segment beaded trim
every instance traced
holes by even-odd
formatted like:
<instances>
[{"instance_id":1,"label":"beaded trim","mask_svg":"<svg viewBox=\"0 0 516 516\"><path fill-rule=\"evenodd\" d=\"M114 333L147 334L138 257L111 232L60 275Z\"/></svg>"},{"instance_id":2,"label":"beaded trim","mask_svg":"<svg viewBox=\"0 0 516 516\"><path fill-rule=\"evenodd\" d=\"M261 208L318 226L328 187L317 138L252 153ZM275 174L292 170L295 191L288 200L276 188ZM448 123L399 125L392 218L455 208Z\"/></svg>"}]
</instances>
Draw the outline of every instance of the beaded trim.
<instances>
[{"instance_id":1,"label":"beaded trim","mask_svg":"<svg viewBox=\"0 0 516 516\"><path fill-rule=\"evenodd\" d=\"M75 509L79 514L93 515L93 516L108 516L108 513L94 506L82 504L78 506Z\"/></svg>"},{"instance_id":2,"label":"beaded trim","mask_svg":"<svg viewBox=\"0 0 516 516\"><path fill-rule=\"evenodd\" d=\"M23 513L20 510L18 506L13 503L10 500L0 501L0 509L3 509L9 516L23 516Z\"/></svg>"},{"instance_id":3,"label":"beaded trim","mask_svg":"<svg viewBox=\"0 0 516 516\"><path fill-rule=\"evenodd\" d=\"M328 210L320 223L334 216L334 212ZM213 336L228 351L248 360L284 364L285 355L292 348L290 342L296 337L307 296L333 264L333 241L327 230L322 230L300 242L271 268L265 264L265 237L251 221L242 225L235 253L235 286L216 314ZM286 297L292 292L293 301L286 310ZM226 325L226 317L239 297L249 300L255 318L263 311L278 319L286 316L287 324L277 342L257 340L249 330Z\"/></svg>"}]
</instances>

---

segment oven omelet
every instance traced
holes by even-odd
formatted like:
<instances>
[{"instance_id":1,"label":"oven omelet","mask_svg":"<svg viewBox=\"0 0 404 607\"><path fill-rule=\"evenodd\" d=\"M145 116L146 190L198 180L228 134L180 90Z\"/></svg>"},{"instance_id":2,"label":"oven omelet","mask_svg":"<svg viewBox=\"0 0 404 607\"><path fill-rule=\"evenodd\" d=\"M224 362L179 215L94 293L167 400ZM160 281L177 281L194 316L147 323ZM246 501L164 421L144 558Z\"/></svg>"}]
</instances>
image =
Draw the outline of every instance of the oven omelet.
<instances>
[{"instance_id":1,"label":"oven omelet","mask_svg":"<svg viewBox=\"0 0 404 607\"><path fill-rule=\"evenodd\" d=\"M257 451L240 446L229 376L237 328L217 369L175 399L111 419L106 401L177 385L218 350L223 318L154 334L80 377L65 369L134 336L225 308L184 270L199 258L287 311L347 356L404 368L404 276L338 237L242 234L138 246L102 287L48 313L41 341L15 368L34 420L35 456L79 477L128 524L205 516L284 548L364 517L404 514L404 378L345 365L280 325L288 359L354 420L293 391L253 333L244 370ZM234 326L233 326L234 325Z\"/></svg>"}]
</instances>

* [Task brief]:
Can you turn the stretch of rows from the one containing "segment beaded trim" through the one containing "509L79 514L93 515L93" into a numbered list, leaving out any blank lines?

* [Task output]:
1. segment beaded trim
2. every instance traced
3. holes by even-odd
4. formatted like:
5. <instances>
6. [{"instance_id":1,"label":"beaded trim","mask_svg":"<svg viewBox=\"0 0 516 516\"><path fill-rule=\"evenodd\" d=\"M114 333L147 334L138 257L111 232L60 275Z\"/></svg>"},{"instance_id":2,"label":"beaded trim","mask_svg":"<svg viewBox=\"0 0 516 516\"><path fill-rule=\"evenodd\" d=\"M261 208L318 226L328 187L317 138L252 153ZM275 174L292 170L295 191L288 200L276 188ZM448 123L399 125L392 218L455 208Z\"/></svg>"}]
7. </instances>
8. Draw the outline of every instance of the beaded trim.
9. <instances>
10. [{"instance_id":1,"label":"beaded trim","mask_svg":"<svg viewBox=\"0 0 516 516\"><path fill-rule=\"evenodd\" d=\"M75 509L79 514L93 515L93 516L108 516L108 513L94 506L82 504L78 506Z\"/></svg>"},{"instance_id":2,"label":"beaded trim","mask_svg":"<svg viewBox=\"0 0 516 516\"><path fill-rule=\"evenodd\" d=\"M23 513L20 510L18 506L13 503L10 500L0 501L0 509L3 509L9 516L23 516Z\"/></svg>"},{"instance_id":3,"label":"beaded trim","mask_svg":"<svg viewBox=\"0 0 516 516\"><path fill-rule=\"evenodd\" d=\"M328 210L320 223L334 216L334 212ZM213 336L228 351L248 360L284 364L285 355L292 348L290 342L296 337L307 296L333 264L333 241L327 230L322 230L300 242L271 268L265 264L265 237L251 221L242 225L235 253L235 286L216 314ZM286 297L292 292L293 301L286 310ZM226 325L226 317L239 297L249 300L255 318L263 311L278 319L286 316L287 324L277 342L257 340L249 330Z\"/></svg>"}]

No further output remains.